## SOURCE TEXT
════════════════

There was a popular joke in Liberia during the Tolbert administration about his erratic brother, Frank Tolbert. As Senator and a family member of the president, Frank Tolbert, who was believed to claim ownership of the public sidewalk in front of his house, was quick to prevent the public from walking on that sidewalk.
And when they did, he would first use force to stop them, and then subsequently announce his kinship to the president to legitimize his crazy claims of the public walkway.
“Do you know who I am? I am Frank Emmanuel Tolbert, senior brother of the President of the Republic of Liberia, and President Pro-tempro of the Liberian Senate,” it is believed he would ask or tell a person walking on the sidewalk in front of his house.
Even though Frank Tolbert did not coin the phrase, ‘do you know who I am?’ it became popular in Liberia during the heyday of the one-party dynastic rule of the Americo-Liberians freed black slaves from the United States, some of whom used their family connections and positions in government to intimidate, harass, jail or physically assault Liberians they believed crossed their paths the wrong way.
While it is so true that those Americo-Liberians in and outside of government were known to commit these illegal acts that were close to being treasonous, some indigenous Liberians who occupied powerful government positions at the time were also quick to intimidate, harass and remind Liberians of their place in government and society, when they think those Liberians also crossed their paths the wrong way.
Just as it was then when previous administrations did not implement or enforce existing laws to combat intimidation, harassment and physical abuse of civilians, journalists and police officers by powerful government officials, the current administration of Ellen Johnson Sirleaf, has been unable to implement or enforce existing laws to prevent those illegal acts.
As a result, there has been an increase in physical abuse, intimidation and harassment of civilians, journalists and police officers by members of the House of Representatives and Senate, the current Chief Justice of the Supreme Court of Liberia, Johnnie Lewis, and now the acting Mayor of Monrovia, Mary Broh.
Just recently, it was widely reported that Acting Mayor Mary Broh allegedly slapped Senate staffer Nancy Gaye, for “provoking her.” According to reports, the incident happened when the acting Mayor was spearheading street-cleaning projects in the city of Monrovia.
For a government official or anybody to lay his or her hand on another person is unacceptable no matter what the situation. And for this to happen continually in Liberia in 2012 shows an obvious lack of leadership, lawlessness, dysfunction and a low level of dialogue and tolerance in Liberia.
And for a sitting president to watch and do nothing after her staffer physically assaults a citizen underscores Ellen Johnson Sirleaf’s style of leadership, which favors her friends, family members, cronies and government officials over ordinary Liberian citizens.
President Sirleaf’s unconditional support of this lady is a classic example, which emboldens Mary Broh to do whatever she wants to do to anyone whom she believes is in her way, without facing the consequence of her action.

════════════════

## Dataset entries
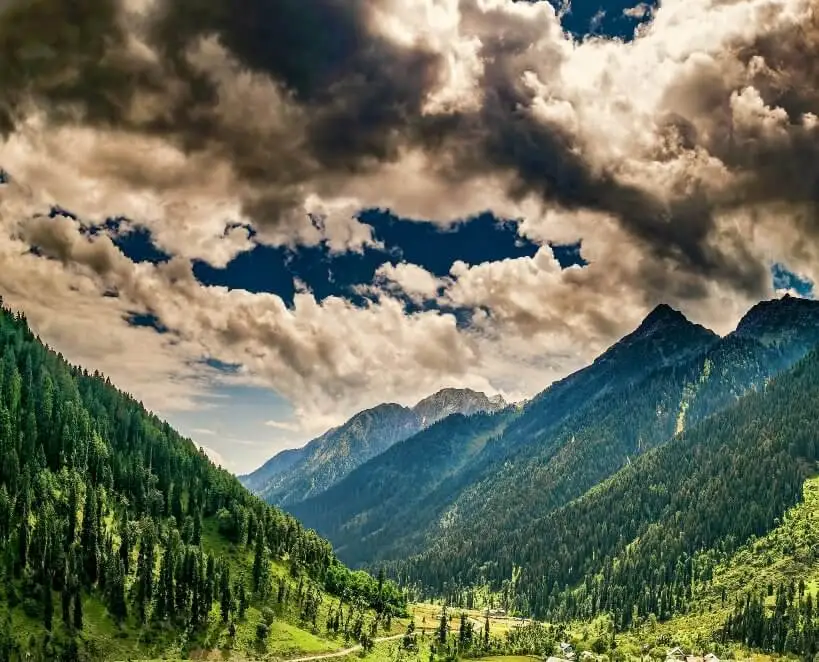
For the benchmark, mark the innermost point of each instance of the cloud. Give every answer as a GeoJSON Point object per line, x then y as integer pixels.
{"type": "Point", "coordinates": [286, 426]}
{"type": "Point", "coordinates": [481, 88]}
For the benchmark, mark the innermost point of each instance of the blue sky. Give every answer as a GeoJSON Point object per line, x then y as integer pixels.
{"type": "Point", "coordinates": [510, 192]}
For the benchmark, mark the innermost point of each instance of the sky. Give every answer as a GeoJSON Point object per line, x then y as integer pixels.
{"type": "Point", "coordinates": [261, 222]}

════════════════

## STUDY QUESTIONS
1. In the article on official abuse in Liberia, whom did Acting Mayor Mary Broh allegedly slap?
2. Please carry on the article on official abuse in Liberia from its final sentence.
The rows play no part here.

## TASK RESPONSES
1. Senate staffer Nancy Gaye.

2.
Interestingly, Mary Broh, who hasn’t been confirmed by the Senate as Mayor in the many years she has held that position, was subpoena by that body to appear before them to answer charges that she physically assaulted Ms. Gaye.
While it is so true that the anger coming from the Legislative Branch is in the right direction, this case shouldn’t be tried in the legislative chambers, but in the court of law where cases are litigated.
What these members of the House of Representatives and Senate should do right now is not to pander to their emotions and public sentiments. They ought to enact sensible legislations, or enforce existing ones to prevent future abuse by powerful government officials, including those same members of the legislative branch who are now making noise about this incident.
However, where were these Representatives and Senators years ago when their own members where found to intimidate, harass and physically assaulted journalists, police officers and ordinary Liberians?
If the Liberian court systems are too weak that they favor government officials over ordinary citizens during litigation (even when those government officials are guilty), then enforcement mechanisms must be put in place to correct the problem, to instill confidence in the judicial system.
To her credit, however, Mary Broh is not alone in her disdain for ordinary citizens, journalists and police officers. With a history of aggression towards those she sees as lesser than humans, the unrudely Mary Broh, who does not have any ounce of leadership in her DNA to lead anything, let alone a city, is a manifestation of what’s wrong in Ellen’s Liberia.
As a presidential friend Mary Broh can do no wrong in the eyes of Ellen Johnson Sirleaf, who showed her unwavering support for the embattled acting Mayor in the wake of this latest controversy that rocked her administration.
I have always argued that nation building, or the talk of nation building (as is the case in Liberia right now) should not only be about building infrastructure, but also about attitude change, having a civilized environment that respects others and encourages constructive dialogue, and enforcing existing laws on the books.
As it’s now, Ellen Johnson Sirleaf’s Liberia has yet to show leadership on these issues and other issues on her watch that continues to plague the country.